▸ **Task brief**
Change "dry brown vegetation" to "dead brown grass" in the stretch from the start of the entries through the line containing "POLYGON ((329 32, 329", then give that stretch back with nothing else altered and the pictures left out.

▸ **Provided records**
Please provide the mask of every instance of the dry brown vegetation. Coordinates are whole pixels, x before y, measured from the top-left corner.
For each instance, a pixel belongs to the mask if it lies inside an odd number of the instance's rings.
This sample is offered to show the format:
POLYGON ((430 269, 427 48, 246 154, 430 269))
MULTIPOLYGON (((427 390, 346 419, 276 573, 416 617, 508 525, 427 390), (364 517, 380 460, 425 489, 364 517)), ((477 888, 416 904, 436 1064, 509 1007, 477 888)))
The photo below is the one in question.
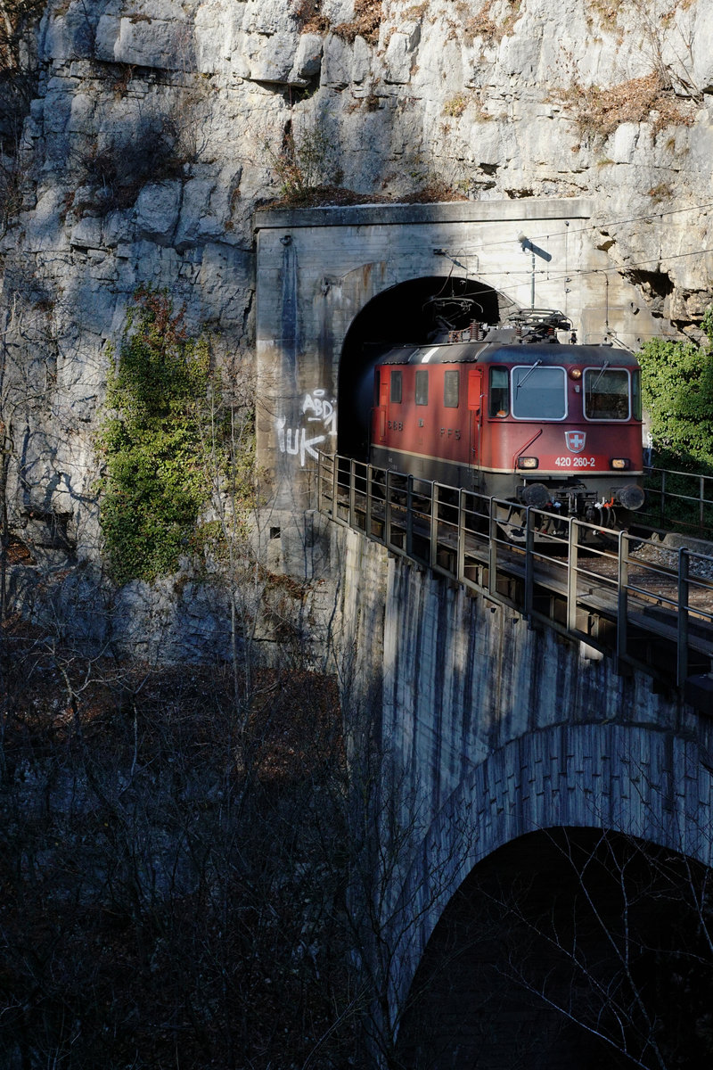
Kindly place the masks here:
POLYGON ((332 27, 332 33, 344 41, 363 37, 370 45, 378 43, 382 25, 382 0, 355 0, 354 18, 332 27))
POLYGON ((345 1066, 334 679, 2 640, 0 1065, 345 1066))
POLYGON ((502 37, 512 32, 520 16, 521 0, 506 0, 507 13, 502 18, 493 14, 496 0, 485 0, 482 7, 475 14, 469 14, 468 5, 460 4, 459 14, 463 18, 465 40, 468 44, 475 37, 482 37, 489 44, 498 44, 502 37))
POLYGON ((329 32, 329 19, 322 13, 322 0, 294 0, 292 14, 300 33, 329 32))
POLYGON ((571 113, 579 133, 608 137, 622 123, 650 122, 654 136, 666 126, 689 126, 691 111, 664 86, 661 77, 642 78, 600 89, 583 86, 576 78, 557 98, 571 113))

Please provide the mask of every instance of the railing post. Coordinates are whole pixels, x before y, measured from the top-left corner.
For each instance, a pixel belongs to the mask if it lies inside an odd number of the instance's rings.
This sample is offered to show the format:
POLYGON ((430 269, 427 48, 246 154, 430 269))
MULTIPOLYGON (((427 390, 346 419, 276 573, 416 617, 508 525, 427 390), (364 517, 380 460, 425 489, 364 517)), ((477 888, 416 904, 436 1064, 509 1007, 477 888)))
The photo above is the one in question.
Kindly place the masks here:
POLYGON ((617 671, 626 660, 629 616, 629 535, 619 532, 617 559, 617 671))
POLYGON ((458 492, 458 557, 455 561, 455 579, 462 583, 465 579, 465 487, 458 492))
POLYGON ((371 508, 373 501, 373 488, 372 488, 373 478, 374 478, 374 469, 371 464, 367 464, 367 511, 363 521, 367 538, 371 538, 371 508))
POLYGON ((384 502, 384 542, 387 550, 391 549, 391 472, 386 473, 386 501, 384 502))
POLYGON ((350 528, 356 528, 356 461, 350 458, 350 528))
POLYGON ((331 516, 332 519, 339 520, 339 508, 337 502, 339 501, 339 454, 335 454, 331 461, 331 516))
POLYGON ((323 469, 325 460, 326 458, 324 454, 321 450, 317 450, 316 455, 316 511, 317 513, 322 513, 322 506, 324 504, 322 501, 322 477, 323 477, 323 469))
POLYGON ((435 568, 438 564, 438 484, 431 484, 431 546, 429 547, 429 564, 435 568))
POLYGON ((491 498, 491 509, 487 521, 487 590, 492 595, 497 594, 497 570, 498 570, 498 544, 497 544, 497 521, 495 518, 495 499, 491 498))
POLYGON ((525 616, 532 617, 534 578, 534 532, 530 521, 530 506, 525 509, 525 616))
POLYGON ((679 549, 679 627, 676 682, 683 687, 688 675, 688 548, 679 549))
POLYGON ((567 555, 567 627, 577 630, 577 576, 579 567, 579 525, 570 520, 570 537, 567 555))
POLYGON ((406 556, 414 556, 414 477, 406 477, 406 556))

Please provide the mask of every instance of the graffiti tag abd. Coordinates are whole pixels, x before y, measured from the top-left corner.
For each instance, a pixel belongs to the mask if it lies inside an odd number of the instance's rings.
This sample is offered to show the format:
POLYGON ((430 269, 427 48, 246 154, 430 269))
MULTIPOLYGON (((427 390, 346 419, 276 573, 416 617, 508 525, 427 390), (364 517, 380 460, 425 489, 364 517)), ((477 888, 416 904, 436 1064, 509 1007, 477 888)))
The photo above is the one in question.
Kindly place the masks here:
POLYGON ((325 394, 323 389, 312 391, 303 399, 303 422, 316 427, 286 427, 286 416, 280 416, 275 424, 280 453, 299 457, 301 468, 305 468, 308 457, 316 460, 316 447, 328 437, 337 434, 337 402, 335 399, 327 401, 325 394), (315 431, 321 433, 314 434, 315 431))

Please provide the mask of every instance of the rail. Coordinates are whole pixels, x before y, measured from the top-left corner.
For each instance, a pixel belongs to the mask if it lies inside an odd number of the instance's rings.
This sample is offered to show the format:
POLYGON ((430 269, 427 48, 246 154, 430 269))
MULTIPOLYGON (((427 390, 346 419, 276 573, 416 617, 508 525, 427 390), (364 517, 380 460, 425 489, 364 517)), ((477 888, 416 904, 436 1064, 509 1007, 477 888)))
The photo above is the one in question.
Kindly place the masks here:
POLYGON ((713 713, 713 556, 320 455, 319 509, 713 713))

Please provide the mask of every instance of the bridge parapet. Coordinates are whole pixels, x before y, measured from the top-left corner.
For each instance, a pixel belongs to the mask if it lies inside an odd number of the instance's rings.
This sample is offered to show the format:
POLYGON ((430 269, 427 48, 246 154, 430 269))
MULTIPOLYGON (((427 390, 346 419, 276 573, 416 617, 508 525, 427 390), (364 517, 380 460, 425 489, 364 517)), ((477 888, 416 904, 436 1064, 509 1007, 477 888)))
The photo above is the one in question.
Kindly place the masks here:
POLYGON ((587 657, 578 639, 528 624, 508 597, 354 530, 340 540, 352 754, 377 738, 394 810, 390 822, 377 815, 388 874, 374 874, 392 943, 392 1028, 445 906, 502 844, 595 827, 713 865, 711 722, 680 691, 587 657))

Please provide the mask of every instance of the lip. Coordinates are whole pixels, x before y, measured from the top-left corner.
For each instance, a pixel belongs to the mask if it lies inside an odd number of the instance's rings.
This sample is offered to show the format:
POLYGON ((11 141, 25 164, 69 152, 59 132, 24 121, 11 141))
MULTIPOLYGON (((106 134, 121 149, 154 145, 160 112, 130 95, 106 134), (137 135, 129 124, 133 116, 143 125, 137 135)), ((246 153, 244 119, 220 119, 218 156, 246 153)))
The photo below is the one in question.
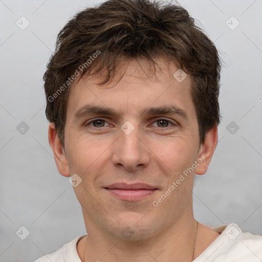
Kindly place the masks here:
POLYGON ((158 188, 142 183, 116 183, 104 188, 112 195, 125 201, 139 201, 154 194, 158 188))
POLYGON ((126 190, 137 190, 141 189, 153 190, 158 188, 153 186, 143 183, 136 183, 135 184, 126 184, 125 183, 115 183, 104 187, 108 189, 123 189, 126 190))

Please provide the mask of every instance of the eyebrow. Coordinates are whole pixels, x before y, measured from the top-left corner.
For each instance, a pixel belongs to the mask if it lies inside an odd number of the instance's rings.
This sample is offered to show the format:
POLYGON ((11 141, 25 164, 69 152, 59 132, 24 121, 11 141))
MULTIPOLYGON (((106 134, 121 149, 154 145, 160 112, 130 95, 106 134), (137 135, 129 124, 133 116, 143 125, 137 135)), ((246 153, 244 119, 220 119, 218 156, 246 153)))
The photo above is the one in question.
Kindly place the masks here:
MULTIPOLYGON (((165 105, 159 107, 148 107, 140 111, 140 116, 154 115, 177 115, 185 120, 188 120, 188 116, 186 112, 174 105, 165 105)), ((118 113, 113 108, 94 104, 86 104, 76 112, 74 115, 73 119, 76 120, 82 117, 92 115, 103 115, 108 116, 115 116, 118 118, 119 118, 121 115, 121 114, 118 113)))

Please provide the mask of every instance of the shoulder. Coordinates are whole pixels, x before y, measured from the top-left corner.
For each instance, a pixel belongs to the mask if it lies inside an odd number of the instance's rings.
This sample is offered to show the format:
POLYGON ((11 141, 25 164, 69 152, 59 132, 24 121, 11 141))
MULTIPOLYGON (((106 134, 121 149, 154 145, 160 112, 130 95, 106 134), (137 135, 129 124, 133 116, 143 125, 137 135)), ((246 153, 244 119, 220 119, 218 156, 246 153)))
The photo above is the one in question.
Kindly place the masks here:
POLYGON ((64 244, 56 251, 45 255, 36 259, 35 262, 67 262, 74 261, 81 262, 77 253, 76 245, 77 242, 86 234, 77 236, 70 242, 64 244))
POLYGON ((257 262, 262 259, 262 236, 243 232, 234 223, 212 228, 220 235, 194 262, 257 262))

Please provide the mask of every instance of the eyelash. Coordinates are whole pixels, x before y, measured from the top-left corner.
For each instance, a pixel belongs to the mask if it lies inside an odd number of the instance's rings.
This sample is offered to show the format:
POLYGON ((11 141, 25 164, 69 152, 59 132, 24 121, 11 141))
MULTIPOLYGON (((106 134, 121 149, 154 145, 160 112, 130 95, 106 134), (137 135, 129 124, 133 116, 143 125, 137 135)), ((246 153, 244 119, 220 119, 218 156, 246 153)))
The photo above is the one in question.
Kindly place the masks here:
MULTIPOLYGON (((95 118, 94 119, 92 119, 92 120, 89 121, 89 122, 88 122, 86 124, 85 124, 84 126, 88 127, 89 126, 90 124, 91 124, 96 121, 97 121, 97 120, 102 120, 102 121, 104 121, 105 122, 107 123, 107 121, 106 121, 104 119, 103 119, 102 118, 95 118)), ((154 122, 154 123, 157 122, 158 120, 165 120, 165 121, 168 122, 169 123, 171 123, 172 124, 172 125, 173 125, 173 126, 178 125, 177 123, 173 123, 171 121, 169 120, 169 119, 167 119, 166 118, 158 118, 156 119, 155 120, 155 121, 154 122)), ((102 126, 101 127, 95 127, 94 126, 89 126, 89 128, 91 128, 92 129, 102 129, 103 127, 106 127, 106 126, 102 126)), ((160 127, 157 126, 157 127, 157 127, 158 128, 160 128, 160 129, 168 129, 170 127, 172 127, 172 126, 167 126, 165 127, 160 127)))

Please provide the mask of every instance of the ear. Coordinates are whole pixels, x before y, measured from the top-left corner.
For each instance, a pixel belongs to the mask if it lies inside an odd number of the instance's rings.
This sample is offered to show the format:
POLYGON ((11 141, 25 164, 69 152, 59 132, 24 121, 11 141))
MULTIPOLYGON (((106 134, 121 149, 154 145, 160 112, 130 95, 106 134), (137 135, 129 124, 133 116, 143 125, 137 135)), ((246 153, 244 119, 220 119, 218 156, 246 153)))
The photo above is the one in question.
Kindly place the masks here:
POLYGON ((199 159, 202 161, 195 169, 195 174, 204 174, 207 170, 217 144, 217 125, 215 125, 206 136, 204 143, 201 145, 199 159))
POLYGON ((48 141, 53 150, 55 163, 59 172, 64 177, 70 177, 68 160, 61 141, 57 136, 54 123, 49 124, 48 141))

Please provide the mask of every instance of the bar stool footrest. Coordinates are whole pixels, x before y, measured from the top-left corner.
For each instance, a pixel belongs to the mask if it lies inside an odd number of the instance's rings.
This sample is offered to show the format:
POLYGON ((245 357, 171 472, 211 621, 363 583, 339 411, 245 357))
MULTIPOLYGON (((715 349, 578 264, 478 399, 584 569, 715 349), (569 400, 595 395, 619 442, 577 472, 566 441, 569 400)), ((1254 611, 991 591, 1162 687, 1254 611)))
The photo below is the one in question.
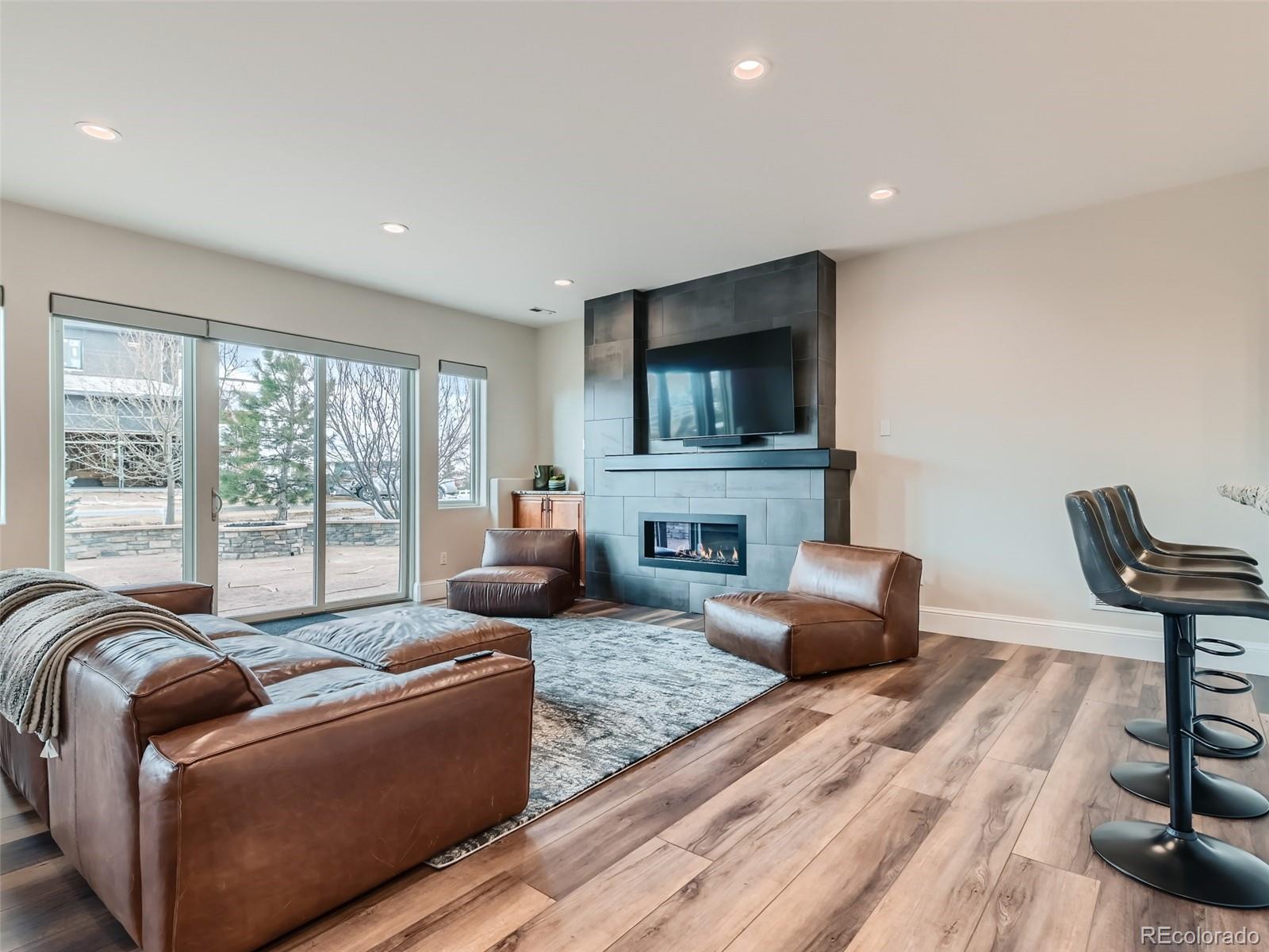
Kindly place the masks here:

▸ **Response to the task**
Please provide the mask of every instance of the dead brown grass. Coordinates are whole pixels, x before y, measured from the top-left corner.
For each instance, a pixel belongs to the mask if it lies inside an odd number of the instance's rings.
This sample is offered to show the format:
POLYGON ((430 269, 427 48, 246 154, 430 269))
MULTIPOLYGON (((427 390, 346 419, 276 573, 416 617, 508 525, 427 390), (364 517, 380 460, 425 489, 364 517)), ((477 888, 416 904, 436 1064, 509 1007, 477 888)))
The photo below is the one in question.
Kindly place the masks here:
POLYGON ((332 27, 332 33, 344 41, 363 37, 370 45, 378 43, 382 25, 382 0, 355 0, 354 18, 332 27))
POLYGON ((345 1066, 334 679, 2 640, 0 1065, 345 1066))
POLYGON ((502 37, 512 32, 520 16, 521 0, 506 0, 507 13, 502 18, 493 14, 496 0, 485 0, 482 7, 475 14, 469 14, 468 5, 460 4, 459 14, 463 18, 465 40, 468 44, 475 37, 482 37, 489 44, 498 44, 502 37))
POLYGON ((329 32, 329 19, 322 13, 322 0, 294 0, 292 14, 300 33, 329 32))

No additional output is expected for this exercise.